Work item → All of the data is to be set down again without any alteration.

Records for this exercise →
==============================

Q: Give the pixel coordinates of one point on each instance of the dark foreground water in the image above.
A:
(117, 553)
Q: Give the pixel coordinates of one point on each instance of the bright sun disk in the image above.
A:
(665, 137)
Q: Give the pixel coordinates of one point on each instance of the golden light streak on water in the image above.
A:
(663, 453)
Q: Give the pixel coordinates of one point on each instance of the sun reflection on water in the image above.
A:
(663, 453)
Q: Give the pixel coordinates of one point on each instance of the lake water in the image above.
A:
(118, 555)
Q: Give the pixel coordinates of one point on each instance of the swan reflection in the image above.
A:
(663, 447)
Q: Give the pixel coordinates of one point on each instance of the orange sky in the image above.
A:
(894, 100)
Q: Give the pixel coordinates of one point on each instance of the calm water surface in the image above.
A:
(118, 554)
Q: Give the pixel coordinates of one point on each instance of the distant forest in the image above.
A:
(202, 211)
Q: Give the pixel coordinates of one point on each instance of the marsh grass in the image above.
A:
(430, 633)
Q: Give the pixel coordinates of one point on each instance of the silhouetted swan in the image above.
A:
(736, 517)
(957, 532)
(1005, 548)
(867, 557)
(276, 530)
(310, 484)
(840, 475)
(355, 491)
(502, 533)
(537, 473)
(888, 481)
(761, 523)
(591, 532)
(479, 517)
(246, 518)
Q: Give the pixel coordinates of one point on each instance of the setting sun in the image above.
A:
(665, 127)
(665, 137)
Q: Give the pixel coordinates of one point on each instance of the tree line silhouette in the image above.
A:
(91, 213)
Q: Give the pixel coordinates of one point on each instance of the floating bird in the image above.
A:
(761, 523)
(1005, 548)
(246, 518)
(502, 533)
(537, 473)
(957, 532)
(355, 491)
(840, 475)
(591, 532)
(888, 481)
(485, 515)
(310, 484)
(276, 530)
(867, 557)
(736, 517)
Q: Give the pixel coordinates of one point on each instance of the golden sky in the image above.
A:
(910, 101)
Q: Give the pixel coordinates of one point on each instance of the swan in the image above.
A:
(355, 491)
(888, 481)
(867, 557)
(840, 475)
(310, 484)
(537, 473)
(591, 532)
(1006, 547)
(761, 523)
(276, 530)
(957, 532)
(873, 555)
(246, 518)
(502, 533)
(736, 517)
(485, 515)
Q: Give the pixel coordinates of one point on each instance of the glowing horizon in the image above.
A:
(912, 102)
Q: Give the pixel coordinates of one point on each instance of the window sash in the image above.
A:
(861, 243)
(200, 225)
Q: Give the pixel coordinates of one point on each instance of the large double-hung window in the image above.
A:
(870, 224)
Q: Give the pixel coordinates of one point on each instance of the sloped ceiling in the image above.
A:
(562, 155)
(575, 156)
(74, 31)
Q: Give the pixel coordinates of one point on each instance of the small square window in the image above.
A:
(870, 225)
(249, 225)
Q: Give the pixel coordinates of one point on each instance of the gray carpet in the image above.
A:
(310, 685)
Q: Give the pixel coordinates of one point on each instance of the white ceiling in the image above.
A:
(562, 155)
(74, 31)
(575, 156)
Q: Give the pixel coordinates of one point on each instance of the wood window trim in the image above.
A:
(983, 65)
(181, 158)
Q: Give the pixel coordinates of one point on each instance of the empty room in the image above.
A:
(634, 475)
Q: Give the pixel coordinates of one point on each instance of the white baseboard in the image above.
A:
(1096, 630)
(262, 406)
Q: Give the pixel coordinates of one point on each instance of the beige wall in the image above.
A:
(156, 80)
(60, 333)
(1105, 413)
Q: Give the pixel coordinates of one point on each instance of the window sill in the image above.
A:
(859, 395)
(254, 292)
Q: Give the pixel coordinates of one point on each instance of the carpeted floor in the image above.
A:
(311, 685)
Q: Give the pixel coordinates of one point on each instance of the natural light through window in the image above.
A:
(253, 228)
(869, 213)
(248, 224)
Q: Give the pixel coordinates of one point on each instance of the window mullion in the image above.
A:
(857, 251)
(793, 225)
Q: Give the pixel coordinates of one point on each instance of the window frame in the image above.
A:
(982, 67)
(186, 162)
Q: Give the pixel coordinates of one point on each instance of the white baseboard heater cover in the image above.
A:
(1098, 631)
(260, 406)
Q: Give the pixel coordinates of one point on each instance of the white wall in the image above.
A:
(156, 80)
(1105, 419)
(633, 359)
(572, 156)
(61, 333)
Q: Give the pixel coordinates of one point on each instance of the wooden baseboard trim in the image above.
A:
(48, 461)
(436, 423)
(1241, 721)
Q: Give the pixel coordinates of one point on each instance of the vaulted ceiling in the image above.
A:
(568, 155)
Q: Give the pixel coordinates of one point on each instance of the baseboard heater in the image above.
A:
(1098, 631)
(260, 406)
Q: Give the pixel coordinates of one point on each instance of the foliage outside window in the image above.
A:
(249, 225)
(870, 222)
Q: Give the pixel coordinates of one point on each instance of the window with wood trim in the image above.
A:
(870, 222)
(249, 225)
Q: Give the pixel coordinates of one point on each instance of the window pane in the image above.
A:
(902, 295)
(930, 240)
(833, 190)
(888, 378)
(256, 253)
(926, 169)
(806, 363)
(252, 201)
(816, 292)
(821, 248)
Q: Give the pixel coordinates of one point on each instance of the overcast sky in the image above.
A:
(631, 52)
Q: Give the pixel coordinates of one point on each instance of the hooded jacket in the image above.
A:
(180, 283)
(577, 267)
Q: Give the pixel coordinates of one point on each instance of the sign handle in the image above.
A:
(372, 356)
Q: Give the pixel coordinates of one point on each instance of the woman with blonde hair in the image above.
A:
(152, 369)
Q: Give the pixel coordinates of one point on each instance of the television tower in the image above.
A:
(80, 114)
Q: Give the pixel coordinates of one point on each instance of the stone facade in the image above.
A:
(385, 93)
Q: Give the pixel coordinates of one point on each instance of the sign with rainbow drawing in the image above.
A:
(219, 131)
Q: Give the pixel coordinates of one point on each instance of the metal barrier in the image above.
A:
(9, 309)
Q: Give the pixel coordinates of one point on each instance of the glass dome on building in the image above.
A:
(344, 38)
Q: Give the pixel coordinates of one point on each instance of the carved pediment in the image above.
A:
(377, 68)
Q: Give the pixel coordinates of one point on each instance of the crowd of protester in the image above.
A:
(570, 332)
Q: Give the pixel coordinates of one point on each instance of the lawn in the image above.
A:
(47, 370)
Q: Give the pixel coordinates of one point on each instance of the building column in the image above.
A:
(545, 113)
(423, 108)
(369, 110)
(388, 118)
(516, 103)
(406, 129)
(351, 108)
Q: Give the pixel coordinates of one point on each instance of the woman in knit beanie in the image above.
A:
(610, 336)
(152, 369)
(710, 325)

==============================

Reply to the task →
Q: Give the pixel coordinates of one point on each instance of the dark foreground water in the image above.
A:
(117, 553)
Q: Give the pixel coordinates of one point on each instance of the bright sun disk in the image above.
A:
(665, 137)
Q: Give the pixel coordinates of one point on each instance of the golden light streak on water in the image above.
A:
(663, 453)
Q: Give the pixel coordinates of one point on each instance of the sun reflection on water in the image above.
A:
(663, 453)
Q: Give the pixel coordinates of one point on each instance of the lake water in the image above.
A:
(118, 555)
Q: Give the pixel coordinates of one point on each instance of the swan reflection in the image above.
A:
(663, 447)
Q: Give the pixel coordinates of one point on each instance of the orange sky in the image above.
A:
(894, 100)
Q: Give the pixel coordinates of one point on each instance of the calm water surface in the image above.
A:
(118, 554)
Q: Give the pixel coordinates of one point on each instance of the distant forest in the image above.
A:
(202, 211)
Q: Give the pixel coordinates of one point on each instance of the marsh grass in the image above.
A:
(430, 633)
Q: Give the pixel coordinates of one point on each instance of the silhouetted swan in the image above.
A:
(736, 517)
(957, 532)
(1005, 548)
(867, 557)
(276, 530)
(310, 484)
(840, 475)
(355, 491)
(502, 533)
(537, 473)
(888, 481)
(761, 523)
(591, 532)
(479, 517)
(246, 518)
Q: Give the pixel coordinates of one point on each instance of the setting sun in the image above.
A:
(665, 127)
(665, 137)
Q: Give the pixel coordinates of one point on each instance of the tree line silhouette in the image above.
A:
(91, 213)
Q: Give the pixel coordinates of one point on each instance of the floating bird in the image above.
A:
(761, 523)
(1005, 548)
(246, 518)
(502, 533)
(537, 473)
(957, 532)
(355, 491)
(840, 475)
(591, 532)
(888, 481)
(485, 515)
(310, 484)
(276, 530)
(867, 557)
(736, 517)
Q: Give the pixel coordinates of one point on each instance of the golden sky in the image above.
A:
(910, 101)
Q: Give the pixel coordinates of one point on each instance of the swan in the image above.
A:
(355, 491)
(888, 481)
(867, 557)
(840, 475)
(310, 484)
(537, 473)
(591, 532)
(1006, 547)
(761, 523)
(276, 530)
(957, 532)
(873, 555)
(246, 518)
(502, 533)
(736, 517)
(485, 515)
Q: Give the pixel coordinates of one point on each instance of the glowing horizon in the image above.
A:
(912, 102)
Q: Give the pixel coordinates of one point on each instance of the window sash in the image above.
A:
(861, 243)
(200, 225)
Q: Give the pixel coordinates of one point on each instance of the large double-hung window in the image above.
A:
(870, 224)
Q: Give the pixel coordinates of one point on each instance of the sloped ceiling in the image above.
A:
(562, 155)
(575, 156)
(74, 31)
Q: Give the pixel coordinates of one point on each instance of the small square window in the image above.
A:
(870, 225)
(249, 225)
Q: Give the pixel coordinates of one point on each instance of the gray carpet in the image above.
A:
(310, 685)
Q: Give the pixel coordinates of one point on each instance of the white ceiling in the image above.
A:
(562, 155)
(74, 31)
(575, 156)
Q: Give the pixel coordinates of one point on each instance of the wood window trim in the image above.
A:
(983, 65)
(181, 158)
Q: Give the pixel coordinates of one point on each instance of the empty room in the image above.
A:
(634, 475)
Q: Give the pixel coordinates of one point on each instance of the white baseboard in the image above.
A:
(1096, 630)
(262, 406)
Q: Give the pixel coordinates of one point on each instance of the beige wall in the image above.
A:
(156, 80)
(60, 333)
(1105, 413)
Q: Give the pixel coordinates of one point on each instance of the window sill in the image above.
A:
(859, 395)
(254, 292)
Q: Give the pixel coordinates of one point on each instance of the carpeted floor in the image above.
A:
(311, 685)
Q: Give the pixel coordinates of one point on each instance of the natural light through window in the image above.
A:
(253, 228)
(869, 213)
(248, 224)
Q: Give the pixel coordinates of one point on each instance of the window mullion in the image above.
A:
(857, 251)
(793, 225)
Q: Give the pixel coordinates of one point on each instance of the window frame in the image above.
A:
(982, 67)
(186, 162)
Q: Give the pixel coordinates of one point on each instance of the white baseboard heater cover in the image above.
A:
(1098, 631)
(260, 406)
Q: Give the pixel coordinates of one point on each instance of the white wall in the image above.
A:
(156, 80)
(1105, 419)
(633, 359)
(572, 156)
(61, 333)
Q: Give the pixel coordinates of one point on each instance of the wooden baseboard trim in the image above.
A:
(48, 461)
(436, 423)
(1241, 721)
Q: Give the pixel coordinates of one point on each instance of the vaulted ceiling in the image above.
A:
(568, 155)
Q: Give the pixel coordinates of one point on each instance of the baseboard heater in the image above.
A:
(1098, 631)
(260, 406)
Q: Give the pixel coordinates of one point on each instance of the foliage outside window in the image above.
A:
(249, 225)
(870, 222)
Q: Give the pixel coordinates of one point on each instance of the window with wood trim in the image above.
A:
(870, 222)
(249, 225)
Q: Give the pixel coordinates of one point on each instance of the window pane in the image above.
A:
(902, 295)
(930, 240)
(833, 190)
(888, 378)
(256, 253)
(926, 169)
(806, 363)
(252, 201)
(816, 292)
(821, 248)
Q: Give the pixel coordinates of one point on each instance of the overcast sky in the image above.
A:
(631, 52)
Q: Give the pixel coordinates of one point on each instance of the hooded jacket in the image above.
A:
(180, 283)
(577, 267)
Q: Give the pixel coordinates of one point on each instance of the sign handle in the image above.
A:
(372, 356)
Q: Give the pixel coordinates of one point on each instance of the woman with blonde hair in the image above.
A:
(152, 369)
Q: Give the pixel coordinates of one point on each instance of the television tower in the image above.
A:
(80, 114)
Q: Give the pixel coordinates of one point on each instance of the stone facade in the image above.
A:
(385, 93)
Q: Give the pixel coordinates of one point on each instance of the sign with rainbow drawing in the image above.
A:
(219, 131)
Q: Give the pixel coordinates of one point on each instance of the metal barrier in the image above.
A:
(9, 309)
Q: Give the pixel coordinates of one point on each instance of the glass dome on building in the image above.
A:
(344, 38)
Q: Give the pixel coordinates of one point on each instance of the carved pediment in the image above.
A:
(377, 68)
Q: Give the pixel coordinates of one point on each instance of the crowd of protester in the image above.
A:
(570, 332)
Q: Give the pixel coordinates of one point on each instance of the lawn in the image above.
A:
(47, 370)
Q: Give the pixel coordinates of one point on each instance of the building column in the image above.
A:
(545, 113)
(423, 108)
(369, 110)
(388, 118)
(516, 103)
(406, 129)
(351, 108)
Q: Give the pixel coordinates of one point on each instance of the woman in knit beanie in the image above.
A:
(610, 336)
(152, 369)
(710, 325)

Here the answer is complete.